EXERCISE 1: Please condense the paragraph of the forum thread on hardware-bound licensing that begins "There are many, many licensing libraries" into a shorter version that keeps its main facts.

I know that Windows Activation Mecanism is monitoring hardware to detect changes and that it can tolerates some minor changes to the hardware.
Is there any library that can help me doing that?
My other option is to use WMI to get Hardware configuration and to program my own tolerance mecanism.
Thanks a lot,
Nicolas
Microsoft Software Licensing and Protection Services has functionality to bind a license to hardware. It might be worth looking into. Here's a blog posting that might be of interest to you as well.
If you wish to restrict the use of data to a particular PC you'll have to implement this yourself, or find a third-party solution that can do this. There are no general Windows API's that offer this functionality.
You'll need to define what you currently call a "machine."
If I replace the CPU, memory, and hard drive, is it still the same computer? Network adaptor, video card?
What defines a machine?
There are many, many licensing libraries out there to do this for you, but almost all are for pay (because, ostensibly, you'd only ever want to protect commercial software this way). Check out what RSA, Verisign, and even microsoft have to offer. The windows API does not expose this, ostensibly to prevent hacking.
Alternately, do it yourself. It's not hard to do, the difficult part is defining what you believe a machine to be.

EXERCISE 2: Swap every "outline" for "contour" in the listing, from its first line through the line holding "92 80 L 105", inclusive. Return only those lines, with everything else left as it is.

SUPPLIED INFORMATION:
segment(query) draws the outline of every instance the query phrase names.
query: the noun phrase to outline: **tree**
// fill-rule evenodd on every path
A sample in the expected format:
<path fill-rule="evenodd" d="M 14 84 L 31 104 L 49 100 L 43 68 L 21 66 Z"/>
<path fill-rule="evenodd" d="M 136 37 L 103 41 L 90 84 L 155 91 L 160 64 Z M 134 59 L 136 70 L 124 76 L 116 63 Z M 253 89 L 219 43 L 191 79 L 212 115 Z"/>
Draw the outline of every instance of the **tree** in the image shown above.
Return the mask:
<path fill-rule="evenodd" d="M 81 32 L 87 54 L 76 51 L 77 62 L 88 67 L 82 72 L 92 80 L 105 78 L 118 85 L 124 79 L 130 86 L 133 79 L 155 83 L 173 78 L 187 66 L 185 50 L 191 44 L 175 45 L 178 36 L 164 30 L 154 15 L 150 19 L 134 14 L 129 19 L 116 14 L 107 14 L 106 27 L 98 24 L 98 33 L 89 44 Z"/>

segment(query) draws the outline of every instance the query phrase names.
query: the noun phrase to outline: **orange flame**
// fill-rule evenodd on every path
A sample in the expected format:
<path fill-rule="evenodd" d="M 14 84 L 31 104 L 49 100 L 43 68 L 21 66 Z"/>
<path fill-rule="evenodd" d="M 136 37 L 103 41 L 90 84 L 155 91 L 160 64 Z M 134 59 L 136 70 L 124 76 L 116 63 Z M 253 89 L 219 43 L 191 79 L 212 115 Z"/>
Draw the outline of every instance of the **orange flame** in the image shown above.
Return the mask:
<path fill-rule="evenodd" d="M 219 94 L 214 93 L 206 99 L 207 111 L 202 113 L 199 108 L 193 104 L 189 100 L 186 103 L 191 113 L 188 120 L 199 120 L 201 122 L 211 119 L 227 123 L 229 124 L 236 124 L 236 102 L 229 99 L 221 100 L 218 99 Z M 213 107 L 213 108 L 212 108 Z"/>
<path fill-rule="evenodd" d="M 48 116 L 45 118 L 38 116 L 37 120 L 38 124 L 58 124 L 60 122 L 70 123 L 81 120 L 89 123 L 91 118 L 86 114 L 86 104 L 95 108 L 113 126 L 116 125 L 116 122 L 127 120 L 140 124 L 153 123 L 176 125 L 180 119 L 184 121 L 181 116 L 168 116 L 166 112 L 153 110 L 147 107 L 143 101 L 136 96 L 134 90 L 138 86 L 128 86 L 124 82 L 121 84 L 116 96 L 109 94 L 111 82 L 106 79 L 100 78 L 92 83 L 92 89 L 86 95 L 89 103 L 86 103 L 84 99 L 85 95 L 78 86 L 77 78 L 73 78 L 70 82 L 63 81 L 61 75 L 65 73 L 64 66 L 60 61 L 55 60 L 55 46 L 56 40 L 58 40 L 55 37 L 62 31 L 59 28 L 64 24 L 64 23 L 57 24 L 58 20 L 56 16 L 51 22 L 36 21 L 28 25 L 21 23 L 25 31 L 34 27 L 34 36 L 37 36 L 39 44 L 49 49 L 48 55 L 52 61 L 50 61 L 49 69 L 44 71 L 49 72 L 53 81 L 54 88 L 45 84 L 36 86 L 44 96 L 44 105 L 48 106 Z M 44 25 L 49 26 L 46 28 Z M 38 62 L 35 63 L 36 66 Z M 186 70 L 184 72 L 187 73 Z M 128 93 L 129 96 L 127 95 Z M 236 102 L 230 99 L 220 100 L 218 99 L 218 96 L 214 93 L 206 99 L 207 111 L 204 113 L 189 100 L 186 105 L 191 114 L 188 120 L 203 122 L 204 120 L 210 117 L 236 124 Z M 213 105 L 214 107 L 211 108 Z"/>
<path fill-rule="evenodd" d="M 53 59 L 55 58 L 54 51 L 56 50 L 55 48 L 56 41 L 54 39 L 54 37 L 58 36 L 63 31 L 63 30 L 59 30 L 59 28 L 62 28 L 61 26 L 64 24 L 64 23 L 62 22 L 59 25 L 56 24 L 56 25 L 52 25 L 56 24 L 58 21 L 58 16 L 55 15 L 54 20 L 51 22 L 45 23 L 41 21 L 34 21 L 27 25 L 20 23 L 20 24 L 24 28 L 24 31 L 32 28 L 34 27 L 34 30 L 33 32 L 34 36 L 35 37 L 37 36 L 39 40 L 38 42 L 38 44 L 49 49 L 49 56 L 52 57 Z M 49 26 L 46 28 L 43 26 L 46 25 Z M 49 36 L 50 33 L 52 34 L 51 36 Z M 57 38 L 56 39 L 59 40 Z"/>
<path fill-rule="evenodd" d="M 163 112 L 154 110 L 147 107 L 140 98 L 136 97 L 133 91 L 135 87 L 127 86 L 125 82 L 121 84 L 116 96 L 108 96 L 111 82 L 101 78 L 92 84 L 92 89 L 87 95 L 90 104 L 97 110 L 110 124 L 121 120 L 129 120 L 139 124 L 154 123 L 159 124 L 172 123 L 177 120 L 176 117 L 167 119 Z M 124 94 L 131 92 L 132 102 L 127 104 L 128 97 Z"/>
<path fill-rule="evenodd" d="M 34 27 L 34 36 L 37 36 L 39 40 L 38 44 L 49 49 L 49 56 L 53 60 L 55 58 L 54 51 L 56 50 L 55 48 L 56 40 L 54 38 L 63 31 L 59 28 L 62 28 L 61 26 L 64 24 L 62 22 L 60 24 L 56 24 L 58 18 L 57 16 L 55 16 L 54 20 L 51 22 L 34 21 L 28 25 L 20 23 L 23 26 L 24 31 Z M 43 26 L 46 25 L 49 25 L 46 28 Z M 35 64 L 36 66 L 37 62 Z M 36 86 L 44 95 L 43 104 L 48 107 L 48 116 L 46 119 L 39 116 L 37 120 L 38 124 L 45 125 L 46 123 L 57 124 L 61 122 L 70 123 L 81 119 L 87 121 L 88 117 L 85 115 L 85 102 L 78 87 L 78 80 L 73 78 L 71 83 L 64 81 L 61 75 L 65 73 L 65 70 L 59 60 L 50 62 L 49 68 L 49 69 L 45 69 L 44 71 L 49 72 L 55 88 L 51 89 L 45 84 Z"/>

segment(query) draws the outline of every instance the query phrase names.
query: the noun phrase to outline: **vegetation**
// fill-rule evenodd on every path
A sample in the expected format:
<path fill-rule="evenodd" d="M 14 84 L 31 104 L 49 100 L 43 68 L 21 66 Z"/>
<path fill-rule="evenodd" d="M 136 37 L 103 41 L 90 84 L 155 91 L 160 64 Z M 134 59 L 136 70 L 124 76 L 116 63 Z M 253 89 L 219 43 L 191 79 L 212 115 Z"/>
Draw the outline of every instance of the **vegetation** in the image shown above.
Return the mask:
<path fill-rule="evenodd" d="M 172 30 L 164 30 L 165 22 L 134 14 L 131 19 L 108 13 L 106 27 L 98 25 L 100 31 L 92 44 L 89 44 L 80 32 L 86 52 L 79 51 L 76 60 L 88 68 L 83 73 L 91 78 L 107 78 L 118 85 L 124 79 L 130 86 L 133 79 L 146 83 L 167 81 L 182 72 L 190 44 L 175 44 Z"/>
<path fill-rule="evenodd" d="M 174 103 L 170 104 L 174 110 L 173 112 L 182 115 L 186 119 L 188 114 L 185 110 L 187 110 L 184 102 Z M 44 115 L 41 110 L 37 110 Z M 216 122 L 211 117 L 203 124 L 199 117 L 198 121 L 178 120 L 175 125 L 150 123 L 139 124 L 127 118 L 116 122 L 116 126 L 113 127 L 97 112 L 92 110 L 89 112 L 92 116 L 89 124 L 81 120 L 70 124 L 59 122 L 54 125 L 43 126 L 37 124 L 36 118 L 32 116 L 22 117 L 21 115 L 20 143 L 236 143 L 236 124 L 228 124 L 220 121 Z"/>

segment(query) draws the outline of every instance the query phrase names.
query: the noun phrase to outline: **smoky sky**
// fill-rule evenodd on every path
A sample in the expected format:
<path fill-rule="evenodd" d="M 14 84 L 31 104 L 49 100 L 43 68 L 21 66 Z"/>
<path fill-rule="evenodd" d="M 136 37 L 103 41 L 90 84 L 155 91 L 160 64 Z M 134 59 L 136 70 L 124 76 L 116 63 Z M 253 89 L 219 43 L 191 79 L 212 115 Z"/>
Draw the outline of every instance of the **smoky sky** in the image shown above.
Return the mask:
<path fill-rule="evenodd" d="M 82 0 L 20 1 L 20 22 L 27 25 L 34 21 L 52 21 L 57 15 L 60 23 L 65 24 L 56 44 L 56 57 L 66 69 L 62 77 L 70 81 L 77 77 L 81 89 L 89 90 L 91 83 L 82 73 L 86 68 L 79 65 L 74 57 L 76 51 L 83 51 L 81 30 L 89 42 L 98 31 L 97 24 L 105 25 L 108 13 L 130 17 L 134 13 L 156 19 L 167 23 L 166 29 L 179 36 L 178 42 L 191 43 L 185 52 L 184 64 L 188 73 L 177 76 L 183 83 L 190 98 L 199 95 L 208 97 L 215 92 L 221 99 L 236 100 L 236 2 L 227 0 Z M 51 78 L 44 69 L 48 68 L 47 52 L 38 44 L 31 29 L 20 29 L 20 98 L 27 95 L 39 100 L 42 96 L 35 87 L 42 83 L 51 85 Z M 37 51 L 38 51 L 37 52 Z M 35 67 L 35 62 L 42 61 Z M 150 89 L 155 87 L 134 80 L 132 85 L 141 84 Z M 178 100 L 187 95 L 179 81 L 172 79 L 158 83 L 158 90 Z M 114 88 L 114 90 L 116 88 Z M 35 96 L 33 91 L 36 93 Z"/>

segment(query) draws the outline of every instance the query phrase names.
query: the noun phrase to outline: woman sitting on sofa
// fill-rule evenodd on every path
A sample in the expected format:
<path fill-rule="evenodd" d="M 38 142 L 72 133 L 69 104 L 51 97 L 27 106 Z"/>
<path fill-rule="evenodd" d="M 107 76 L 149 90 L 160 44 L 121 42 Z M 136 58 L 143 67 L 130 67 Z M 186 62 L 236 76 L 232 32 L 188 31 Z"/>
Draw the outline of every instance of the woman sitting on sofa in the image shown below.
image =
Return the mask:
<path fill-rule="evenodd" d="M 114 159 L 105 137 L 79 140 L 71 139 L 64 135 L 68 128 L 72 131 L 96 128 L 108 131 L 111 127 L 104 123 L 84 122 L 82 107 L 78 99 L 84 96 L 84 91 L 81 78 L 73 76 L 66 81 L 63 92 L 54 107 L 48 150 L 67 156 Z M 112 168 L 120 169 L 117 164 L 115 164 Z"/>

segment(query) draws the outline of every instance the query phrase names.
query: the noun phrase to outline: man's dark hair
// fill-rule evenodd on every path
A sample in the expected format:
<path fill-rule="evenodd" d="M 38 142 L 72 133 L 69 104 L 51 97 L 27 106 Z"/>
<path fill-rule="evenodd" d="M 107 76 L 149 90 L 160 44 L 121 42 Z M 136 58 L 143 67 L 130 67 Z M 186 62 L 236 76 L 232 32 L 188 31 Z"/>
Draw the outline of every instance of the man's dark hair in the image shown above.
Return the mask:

EXPECTED OUTPUT 1: Many licensing libraries can do this, but nearly all of them cost money, since this kind of protection is mostly used for commercial software. RSA, Verisign, and Microsoft all offer options. The Windows API does not expose this feature, reportedly to prevent hacking.

EXPECTED OUTPUT 2:
segment(query) draws the contour of every instance the query phrase names.
query: the noun phrase to contour: **tree**
// fill-rule evenodd on every path
A sample in the expected format:
<path fill-rule="evenodd" d="M 14 84 L 31 104 L 49 100 L 43 68 L 21 66 Z"/>
<path fill-rule="evenodd" d="M 136 37 L 103 41 L 90 84 L 155 91 L 160 64 Z M 134 59 L 136 70 L 124 76 L 116 63 Z M 253 89 L 219 43 L 191 79 L 212 115 Z"/>
Draw the contour of every instance of the **tree** in the image shown above.
Return the mask:
<path fill-rule="evenodd" d="M 81 32 L 87 54 L 76 51 L 77 62 L 88 67 L 82 72 L 92 80 L 105 78 L 118 85 L 124 79 L 130 86 L 133 79 L 155 83 L 173 78 L 187 66 L 185 50 L 191 44 L 175 45 L 178 36 L 164 30 L 154 15 L 150 19 L 134 14 L 129 19 L 116 14 L 107 14 L 106 27 L 98 24 L 98 33 L 89 44 Z"/>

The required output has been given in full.